Your task:
Filter the listing below, keeping only those lines that contain the word "background". Treat case as significant when matching.

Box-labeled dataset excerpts
==========

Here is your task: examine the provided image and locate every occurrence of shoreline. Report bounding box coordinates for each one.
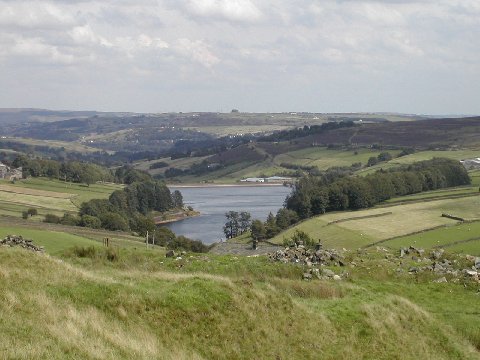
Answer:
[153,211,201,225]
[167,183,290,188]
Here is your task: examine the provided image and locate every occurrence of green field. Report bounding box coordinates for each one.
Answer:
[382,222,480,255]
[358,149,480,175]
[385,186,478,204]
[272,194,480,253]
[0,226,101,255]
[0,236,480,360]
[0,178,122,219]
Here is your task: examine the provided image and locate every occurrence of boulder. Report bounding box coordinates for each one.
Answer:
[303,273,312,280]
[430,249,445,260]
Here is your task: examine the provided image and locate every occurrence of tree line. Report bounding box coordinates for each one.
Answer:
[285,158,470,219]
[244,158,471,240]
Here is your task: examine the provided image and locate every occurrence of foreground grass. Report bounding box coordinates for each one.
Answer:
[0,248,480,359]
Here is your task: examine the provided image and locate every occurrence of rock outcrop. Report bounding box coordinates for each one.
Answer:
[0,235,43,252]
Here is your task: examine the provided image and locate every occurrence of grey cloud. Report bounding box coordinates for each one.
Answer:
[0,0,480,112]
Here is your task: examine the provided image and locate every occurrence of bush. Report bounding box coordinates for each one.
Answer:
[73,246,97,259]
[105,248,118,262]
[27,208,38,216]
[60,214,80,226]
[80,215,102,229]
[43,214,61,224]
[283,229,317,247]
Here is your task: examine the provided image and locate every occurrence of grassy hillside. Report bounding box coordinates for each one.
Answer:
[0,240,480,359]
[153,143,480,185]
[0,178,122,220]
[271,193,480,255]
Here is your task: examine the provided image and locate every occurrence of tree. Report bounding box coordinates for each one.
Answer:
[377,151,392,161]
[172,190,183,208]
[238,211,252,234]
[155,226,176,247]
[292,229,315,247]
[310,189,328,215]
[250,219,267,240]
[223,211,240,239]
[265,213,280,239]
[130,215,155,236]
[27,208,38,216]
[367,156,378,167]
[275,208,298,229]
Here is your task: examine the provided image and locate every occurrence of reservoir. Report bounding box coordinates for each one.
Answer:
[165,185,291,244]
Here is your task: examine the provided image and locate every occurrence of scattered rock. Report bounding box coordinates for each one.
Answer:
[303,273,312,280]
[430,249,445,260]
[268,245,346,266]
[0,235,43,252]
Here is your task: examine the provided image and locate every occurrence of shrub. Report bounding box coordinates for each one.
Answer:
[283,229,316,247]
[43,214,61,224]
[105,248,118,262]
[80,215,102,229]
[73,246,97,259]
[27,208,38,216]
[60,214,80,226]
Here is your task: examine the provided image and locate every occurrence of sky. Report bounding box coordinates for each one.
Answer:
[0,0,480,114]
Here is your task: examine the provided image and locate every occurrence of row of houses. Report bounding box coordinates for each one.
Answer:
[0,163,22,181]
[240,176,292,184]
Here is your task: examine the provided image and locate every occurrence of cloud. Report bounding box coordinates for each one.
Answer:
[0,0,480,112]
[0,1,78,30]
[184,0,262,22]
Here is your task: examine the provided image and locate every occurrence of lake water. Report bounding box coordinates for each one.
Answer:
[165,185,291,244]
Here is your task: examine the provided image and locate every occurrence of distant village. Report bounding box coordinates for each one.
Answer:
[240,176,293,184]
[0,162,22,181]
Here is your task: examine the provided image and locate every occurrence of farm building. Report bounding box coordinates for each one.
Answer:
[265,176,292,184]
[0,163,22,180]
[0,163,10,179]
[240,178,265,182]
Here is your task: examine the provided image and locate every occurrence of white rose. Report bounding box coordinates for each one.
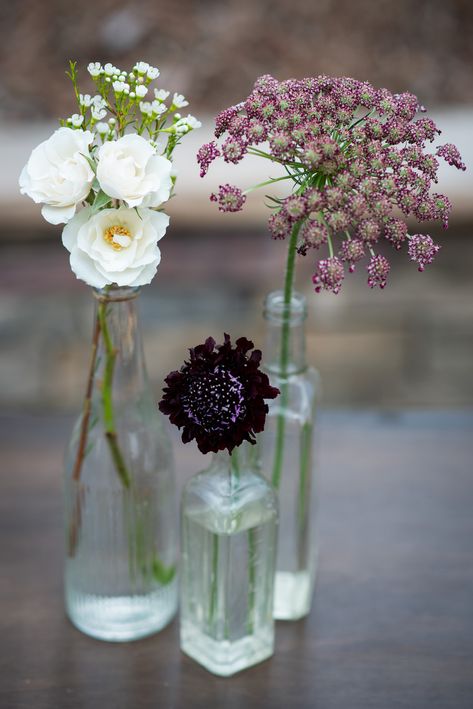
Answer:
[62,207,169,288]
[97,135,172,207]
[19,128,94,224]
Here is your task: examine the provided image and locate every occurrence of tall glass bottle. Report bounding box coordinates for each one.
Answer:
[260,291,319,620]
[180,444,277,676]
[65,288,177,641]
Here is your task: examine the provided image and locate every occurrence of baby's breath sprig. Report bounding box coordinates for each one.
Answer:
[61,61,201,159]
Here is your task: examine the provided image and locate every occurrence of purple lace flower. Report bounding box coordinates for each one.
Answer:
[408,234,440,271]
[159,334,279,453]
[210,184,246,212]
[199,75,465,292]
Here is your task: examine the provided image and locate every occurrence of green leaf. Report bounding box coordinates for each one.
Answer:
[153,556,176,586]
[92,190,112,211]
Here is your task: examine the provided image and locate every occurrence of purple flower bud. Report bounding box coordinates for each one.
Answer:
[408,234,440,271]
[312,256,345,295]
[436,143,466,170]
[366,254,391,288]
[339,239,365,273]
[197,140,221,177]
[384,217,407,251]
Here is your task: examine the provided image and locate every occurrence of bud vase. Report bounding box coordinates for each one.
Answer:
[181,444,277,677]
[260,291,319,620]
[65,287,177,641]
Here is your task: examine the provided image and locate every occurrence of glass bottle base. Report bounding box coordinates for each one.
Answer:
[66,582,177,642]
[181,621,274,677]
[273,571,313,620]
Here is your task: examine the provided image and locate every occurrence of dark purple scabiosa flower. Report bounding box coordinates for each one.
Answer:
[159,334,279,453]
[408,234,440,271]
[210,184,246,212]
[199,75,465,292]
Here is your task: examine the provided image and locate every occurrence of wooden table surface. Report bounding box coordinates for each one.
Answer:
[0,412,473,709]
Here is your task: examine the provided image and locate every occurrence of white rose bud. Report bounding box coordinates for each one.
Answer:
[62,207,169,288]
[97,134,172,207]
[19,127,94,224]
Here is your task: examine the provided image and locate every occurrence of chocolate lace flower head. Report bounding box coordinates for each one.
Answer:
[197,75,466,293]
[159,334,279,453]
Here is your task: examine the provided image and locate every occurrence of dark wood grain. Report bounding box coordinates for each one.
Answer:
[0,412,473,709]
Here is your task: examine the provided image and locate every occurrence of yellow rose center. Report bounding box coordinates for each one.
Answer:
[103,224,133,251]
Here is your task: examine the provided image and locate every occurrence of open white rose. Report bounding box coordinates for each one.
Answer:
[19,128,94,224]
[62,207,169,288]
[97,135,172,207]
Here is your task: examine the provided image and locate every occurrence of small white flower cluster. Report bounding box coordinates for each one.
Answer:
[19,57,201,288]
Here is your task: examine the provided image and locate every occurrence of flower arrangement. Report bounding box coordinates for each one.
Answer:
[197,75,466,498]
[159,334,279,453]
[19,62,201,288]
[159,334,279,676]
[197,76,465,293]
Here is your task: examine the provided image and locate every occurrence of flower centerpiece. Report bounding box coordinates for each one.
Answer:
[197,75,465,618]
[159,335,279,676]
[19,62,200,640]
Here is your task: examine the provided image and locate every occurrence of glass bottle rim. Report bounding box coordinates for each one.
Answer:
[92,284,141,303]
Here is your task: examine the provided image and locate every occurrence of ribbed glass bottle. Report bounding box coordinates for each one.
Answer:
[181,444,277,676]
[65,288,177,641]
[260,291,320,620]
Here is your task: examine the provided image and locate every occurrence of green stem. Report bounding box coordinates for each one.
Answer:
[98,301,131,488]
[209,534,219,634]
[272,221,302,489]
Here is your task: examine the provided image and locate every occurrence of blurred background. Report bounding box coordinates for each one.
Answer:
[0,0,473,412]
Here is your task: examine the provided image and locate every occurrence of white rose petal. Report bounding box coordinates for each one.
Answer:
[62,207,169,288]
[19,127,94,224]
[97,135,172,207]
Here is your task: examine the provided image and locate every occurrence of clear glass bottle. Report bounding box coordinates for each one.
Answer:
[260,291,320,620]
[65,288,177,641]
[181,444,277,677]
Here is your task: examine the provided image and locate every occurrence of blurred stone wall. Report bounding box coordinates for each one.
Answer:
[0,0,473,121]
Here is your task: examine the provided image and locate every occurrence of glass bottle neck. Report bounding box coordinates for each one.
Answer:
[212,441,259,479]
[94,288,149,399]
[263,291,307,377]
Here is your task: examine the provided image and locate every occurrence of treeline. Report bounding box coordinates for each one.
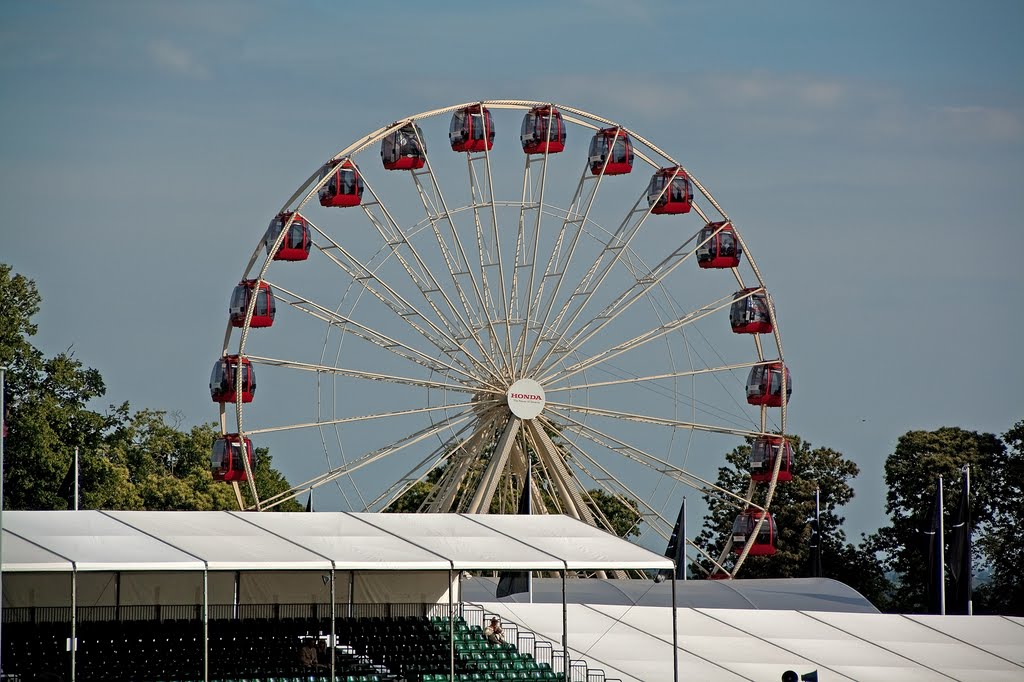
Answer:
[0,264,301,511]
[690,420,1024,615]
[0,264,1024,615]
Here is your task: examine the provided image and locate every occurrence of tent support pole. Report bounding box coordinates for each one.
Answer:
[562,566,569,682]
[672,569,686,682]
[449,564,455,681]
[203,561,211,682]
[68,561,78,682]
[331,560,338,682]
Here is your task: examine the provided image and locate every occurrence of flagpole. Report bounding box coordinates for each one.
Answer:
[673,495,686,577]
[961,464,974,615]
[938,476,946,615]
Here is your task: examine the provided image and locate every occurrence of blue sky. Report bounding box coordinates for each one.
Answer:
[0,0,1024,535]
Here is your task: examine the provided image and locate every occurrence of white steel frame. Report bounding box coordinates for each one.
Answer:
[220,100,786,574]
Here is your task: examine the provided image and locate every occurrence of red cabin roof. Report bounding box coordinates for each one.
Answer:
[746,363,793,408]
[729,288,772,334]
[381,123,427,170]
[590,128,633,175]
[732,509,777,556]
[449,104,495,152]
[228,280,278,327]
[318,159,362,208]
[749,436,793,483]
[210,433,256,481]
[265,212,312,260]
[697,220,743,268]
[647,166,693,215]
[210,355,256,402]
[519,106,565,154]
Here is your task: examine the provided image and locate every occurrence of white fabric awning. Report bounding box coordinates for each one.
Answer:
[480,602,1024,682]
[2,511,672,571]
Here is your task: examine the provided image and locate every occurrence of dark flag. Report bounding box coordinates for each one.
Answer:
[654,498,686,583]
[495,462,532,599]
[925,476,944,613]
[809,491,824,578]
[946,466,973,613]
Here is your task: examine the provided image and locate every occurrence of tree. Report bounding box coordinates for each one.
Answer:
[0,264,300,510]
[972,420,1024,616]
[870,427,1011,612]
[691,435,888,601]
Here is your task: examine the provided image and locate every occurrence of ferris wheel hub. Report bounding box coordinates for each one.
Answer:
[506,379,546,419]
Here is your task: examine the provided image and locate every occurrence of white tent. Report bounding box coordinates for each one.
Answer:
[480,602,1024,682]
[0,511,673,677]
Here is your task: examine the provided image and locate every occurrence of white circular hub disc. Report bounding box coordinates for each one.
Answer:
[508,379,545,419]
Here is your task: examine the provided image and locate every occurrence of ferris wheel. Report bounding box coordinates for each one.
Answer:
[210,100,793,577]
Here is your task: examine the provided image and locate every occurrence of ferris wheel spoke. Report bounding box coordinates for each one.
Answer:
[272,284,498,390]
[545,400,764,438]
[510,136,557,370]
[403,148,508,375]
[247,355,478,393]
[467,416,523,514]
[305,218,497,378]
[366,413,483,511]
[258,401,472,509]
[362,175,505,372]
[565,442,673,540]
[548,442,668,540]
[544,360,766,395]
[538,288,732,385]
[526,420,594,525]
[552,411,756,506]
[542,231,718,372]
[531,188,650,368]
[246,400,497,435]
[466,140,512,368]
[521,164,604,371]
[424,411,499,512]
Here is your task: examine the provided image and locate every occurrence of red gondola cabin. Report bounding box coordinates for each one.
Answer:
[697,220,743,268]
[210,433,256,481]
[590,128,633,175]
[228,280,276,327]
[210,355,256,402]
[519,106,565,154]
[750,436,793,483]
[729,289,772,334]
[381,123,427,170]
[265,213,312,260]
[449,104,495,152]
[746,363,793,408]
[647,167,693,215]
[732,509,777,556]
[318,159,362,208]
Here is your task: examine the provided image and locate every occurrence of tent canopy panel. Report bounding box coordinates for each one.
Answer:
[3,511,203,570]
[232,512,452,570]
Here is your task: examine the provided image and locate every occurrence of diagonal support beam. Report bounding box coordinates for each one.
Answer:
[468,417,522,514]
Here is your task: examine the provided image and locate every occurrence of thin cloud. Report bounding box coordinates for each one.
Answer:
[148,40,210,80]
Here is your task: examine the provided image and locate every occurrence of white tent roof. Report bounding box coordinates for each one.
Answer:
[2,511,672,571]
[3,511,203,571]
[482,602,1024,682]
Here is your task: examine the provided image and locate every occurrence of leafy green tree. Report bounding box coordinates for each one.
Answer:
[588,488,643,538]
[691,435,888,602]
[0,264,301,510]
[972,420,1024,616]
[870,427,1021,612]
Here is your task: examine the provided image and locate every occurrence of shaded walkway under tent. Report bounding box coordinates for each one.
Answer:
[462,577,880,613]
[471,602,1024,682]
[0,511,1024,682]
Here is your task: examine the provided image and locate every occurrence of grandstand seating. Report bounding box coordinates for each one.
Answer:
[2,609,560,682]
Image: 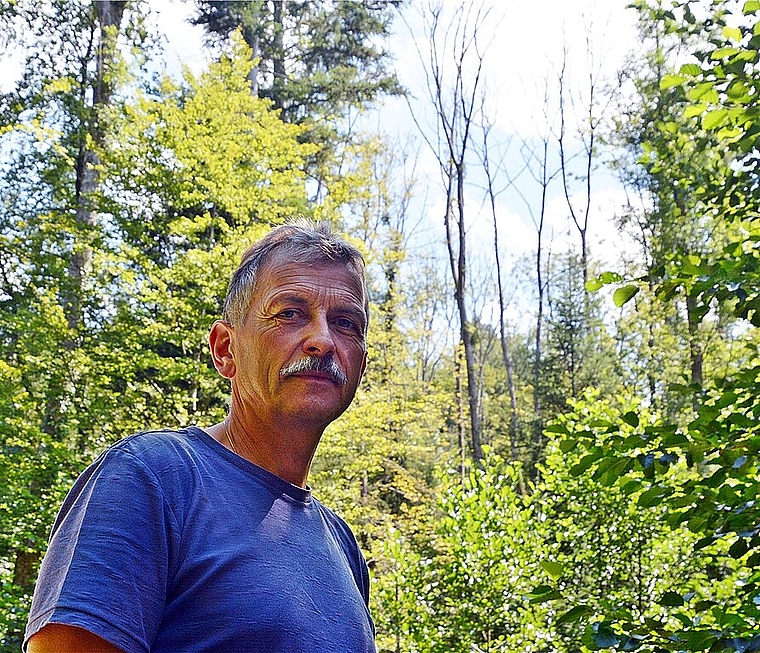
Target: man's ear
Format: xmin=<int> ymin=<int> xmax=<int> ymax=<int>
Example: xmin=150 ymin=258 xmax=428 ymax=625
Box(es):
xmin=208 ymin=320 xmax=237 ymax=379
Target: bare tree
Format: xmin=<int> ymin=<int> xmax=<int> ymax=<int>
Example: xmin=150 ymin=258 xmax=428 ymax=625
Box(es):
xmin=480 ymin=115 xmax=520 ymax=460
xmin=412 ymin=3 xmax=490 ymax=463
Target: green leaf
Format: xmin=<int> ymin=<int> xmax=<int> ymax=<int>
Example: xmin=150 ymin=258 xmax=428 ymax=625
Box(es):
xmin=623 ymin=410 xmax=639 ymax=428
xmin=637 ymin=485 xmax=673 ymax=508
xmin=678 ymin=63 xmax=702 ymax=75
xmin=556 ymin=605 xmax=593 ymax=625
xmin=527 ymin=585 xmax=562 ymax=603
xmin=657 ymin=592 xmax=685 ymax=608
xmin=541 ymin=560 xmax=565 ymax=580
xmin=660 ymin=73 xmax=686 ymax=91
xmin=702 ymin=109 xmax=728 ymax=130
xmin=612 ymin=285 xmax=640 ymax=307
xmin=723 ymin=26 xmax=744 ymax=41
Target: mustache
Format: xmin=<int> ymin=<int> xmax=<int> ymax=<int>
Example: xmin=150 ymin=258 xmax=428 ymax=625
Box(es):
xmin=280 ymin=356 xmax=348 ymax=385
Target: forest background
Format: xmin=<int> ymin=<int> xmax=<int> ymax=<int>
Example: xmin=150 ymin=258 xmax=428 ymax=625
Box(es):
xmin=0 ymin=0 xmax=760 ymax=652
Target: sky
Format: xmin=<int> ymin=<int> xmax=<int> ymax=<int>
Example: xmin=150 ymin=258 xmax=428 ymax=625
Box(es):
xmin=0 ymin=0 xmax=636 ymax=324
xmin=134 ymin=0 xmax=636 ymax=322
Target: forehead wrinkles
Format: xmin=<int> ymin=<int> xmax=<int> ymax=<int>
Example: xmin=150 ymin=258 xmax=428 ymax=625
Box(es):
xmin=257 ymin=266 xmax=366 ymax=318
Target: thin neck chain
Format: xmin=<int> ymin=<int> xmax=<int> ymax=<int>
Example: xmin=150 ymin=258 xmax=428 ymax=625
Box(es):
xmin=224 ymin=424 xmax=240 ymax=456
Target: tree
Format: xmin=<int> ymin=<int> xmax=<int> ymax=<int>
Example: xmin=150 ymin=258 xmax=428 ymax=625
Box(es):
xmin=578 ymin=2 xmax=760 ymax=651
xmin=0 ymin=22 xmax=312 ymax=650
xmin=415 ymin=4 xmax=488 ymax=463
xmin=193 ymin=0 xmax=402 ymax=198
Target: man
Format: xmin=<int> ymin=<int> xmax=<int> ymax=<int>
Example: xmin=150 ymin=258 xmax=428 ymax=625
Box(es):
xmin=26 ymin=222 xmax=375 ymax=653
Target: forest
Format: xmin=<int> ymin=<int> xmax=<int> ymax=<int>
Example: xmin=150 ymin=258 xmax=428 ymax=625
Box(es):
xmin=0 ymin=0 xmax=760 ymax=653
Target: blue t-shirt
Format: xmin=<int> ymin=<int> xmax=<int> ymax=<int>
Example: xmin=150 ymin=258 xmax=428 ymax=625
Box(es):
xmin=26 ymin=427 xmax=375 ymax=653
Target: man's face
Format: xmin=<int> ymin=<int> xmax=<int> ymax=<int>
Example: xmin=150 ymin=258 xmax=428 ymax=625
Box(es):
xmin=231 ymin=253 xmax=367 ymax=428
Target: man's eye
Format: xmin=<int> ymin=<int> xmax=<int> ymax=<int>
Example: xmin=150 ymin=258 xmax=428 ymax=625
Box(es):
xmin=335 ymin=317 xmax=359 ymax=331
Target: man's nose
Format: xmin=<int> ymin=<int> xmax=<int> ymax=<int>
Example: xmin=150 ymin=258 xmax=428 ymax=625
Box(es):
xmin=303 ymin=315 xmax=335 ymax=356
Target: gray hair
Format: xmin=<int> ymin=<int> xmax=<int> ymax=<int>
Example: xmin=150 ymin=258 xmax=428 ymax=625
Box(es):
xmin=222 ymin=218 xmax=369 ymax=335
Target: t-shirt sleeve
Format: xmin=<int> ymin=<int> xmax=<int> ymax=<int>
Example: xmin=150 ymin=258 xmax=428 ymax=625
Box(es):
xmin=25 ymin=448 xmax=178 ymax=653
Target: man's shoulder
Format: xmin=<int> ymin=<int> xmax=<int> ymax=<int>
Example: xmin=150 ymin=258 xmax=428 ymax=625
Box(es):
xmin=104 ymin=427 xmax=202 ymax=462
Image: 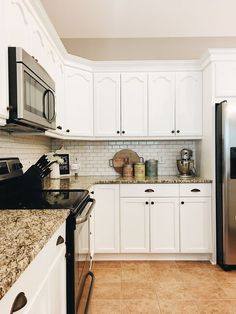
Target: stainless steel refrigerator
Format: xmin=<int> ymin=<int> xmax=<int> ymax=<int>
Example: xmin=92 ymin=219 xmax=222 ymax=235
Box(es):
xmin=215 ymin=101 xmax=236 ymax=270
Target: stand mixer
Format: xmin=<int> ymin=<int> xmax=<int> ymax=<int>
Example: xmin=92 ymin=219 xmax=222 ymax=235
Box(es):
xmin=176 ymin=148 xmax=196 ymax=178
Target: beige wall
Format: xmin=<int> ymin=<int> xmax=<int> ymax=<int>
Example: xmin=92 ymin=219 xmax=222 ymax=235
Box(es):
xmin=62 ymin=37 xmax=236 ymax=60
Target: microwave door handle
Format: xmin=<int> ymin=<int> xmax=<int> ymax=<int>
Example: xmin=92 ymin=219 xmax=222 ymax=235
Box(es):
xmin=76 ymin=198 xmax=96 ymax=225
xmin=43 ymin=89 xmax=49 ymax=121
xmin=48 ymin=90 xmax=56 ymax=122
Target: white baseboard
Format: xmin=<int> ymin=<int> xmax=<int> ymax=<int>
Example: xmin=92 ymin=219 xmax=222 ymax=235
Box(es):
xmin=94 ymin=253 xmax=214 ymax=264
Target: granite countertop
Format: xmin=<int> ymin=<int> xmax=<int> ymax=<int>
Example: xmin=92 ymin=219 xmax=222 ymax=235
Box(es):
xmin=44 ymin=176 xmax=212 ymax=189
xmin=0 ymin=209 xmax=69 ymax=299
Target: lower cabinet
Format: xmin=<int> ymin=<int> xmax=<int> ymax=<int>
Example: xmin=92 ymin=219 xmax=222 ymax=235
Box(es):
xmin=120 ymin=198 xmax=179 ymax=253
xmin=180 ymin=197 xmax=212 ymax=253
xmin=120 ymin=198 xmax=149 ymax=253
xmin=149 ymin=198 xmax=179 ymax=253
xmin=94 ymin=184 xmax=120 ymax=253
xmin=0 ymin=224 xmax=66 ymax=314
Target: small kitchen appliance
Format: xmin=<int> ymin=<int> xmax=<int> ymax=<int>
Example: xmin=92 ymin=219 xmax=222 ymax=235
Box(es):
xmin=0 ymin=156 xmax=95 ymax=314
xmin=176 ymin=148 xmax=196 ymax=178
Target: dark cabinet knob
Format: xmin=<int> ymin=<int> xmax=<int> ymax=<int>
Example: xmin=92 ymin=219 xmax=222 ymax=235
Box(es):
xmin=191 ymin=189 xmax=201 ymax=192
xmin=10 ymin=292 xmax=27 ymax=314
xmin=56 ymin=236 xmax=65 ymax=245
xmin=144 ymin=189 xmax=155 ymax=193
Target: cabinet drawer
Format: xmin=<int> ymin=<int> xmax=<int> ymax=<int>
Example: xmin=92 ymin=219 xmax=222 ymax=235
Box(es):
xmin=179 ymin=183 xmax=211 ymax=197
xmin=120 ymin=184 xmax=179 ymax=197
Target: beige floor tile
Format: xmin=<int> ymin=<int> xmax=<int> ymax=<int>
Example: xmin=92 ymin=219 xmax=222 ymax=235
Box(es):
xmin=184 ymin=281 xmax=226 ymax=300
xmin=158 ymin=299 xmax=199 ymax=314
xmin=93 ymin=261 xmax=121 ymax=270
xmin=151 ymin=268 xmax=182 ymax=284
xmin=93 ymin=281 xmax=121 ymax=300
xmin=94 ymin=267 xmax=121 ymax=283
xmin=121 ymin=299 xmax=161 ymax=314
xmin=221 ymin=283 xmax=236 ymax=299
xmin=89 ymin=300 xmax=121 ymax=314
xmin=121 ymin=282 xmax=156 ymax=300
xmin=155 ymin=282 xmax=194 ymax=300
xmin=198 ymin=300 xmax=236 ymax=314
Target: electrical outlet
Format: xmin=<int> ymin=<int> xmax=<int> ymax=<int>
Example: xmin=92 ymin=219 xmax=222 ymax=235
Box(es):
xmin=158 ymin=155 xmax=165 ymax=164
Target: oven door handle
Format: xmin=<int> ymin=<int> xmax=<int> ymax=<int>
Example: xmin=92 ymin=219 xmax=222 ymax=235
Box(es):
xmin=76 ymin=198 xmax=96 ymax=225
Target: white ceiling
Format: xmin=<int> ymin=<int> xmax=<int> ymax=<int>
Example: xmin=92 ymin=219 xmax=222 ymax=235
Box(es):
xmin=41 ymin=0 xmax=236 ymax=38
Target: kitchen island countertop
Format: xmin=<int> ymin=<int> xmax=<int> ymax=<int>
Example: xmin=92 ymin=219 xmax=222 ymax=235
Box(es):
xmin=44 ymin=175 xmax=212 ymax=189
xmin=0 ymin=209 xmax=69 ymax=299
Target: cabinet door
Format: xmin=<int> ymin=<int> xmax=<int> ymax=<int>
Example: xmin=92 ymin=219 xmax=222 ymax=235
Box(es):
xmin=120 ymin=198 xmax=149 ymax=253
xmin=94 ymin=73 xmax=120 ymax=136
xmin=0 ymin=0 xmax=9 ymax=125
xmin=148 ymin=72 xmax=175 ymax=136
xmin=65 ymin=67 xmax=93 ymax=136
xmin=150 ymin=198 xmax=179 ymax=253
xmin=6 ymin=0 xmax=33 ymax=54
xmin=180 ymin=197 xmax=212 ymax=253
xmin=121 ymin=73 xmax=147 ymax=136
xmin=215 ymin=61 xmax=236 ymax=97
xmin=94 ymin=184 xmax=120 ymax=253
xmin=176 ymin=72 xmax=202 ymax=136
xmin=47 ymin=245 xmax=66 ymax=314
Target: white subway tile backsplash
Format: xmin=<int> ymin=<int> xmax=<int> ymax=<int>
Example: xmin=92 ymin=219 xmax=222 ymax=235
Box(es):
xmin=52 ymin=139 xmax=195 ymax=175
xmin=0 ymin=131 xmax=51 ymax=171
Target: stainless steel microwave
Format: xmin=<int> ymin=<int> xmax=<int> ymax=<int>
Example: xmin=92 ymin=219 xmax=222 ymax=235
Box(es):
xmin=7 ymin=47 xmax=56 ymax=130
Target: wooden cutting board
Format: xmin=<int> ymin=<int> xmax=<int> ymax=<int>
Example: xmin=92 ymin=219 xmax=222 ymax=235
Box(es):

==========

Complete response:
Here is your task: examine the provided image and locate every occurrence of blurred background. Report bounding box coordinates for each one.
Target: forest background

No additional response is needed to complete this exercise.